(TEXT SHOWN):
__________

Regarding podocytes, Nox4 and subsequent ROS overproduction also play a critical role in their injury, and this is accompanied by the loss of podocytes or foot process effacement30, as observed in our experiments. You et al. recently reported that the podocyte-specific induction of Nox4 exhibited similar glomerular phenotypes to diabetic kidney disease, suggesting that Nox4 plays an essential role in glomerular injury31. In our experiments using isolated glomerular samples, low- and high-dose ipragliflozin reduced synaptopodin expression and subsequent oxidative stress within glomeruli; however, only high-dose ipragliflozin ameliorated the diabetes-induced up-regulation of Nox4 in glomeruli. These results suggest that glycemic control by high-dose ipragliflozin is needed in order to ameliorate Nox4 expression in podocytes, similar to tubular epithelia. In contrast, a previous study demonstrated that dapagliflozin improved glomerular hyperfiltration, and this was independent of its blood glucose-lowering effects10. Consistent with this finding, the reductions observed in glomerular size and creatinine clearance even by low-dose ipragliflozin, suggesting the amelioration of glomerular hyperfiltration, may contribute to the preservation of podocyte integrity. In addition, based on the negative expression of SGLT2 within glomeruli, the effects of ipragliflozin on glomerular cells are not attributed to its direct SGLT2 inhibitory effects, but to the reductions it induces in blood glucose levels and its amelioration of glomerular hyperfiltration.

__________

(INFORMATION PROVIDED):
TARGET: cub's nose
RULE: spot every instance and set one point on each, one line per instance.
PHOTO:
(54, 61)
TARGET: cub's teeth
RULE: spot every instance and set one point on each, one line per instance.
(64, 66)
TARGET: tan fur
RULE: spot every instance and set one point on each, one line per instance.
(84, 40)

__________

(COMPLETE THE FOLLOWING):
A – Using the passage on ipragliflozin and podocytes, decide whether each statement below agrees with it. Answer yes or no for each, and quote the words from the passage that settle it.
(i) Only high-dose ipragliflozin lessened the diabetes-induced up-regulation of Nox4 in glomeruli.
(ii) SGLT2 was found to be expressed within glomeruli.
(iii) A previous study found that dapagliflozin's improvement of glomerular hyperfiltration depended on its blood glucose-lowering effects.
B – According to the passage on ipragliflozin and podocytes, what did You et al. report about the podocyte-specific induction of Nox4?
C – Resume the passage on ipragliflozin and podocytes after its final sentence.

(EXERCISE RESULTS):
A –
(i) Yes: "only high-dose ipragliflozin ameliorated the diabetes-induced up-regulation of Nox4 in glomeruli"
(ii) No: "based on the negative expression of SGLT2 within glomeruli"
(iii) No: "this was independent of its blood glucose-lowering effects"

B – It produced glomerular phenotypes similar to those of diabetic kidney disease.

C –
Due to their anatomical structure and physiological function, the kidneys are one of the most hypooxygenic organs in the whole body32. The reabsorption of large amounts of sodium through sodium-potassium ATPase requires extensive energy production, which subsequently increases oxygen consumption. Renal oxygen tension is markedly lower in the cortex and medulla in diabetic kidneys than in non-diabetic kidneys33,34. This may be due, in part, to an increase in sodium reabsorption through SGLTs, which accelerates the oxygen demands of the kidneys based on previous findings showing the ameliorating effects of phlorizin, a potent SGLT inhibitor, on renal hypoxia in the cortex17. Brezis et al. reported that the administration of diuretics increased tissue oxygen, and that this effect depended on the region at which diuretics act24. Based on these findings, the present results suggest that the inhibition of sodium reabsorption by ipragliflozin in the cortex contributes to the amelioration of renal hypoxia in diabetic mice.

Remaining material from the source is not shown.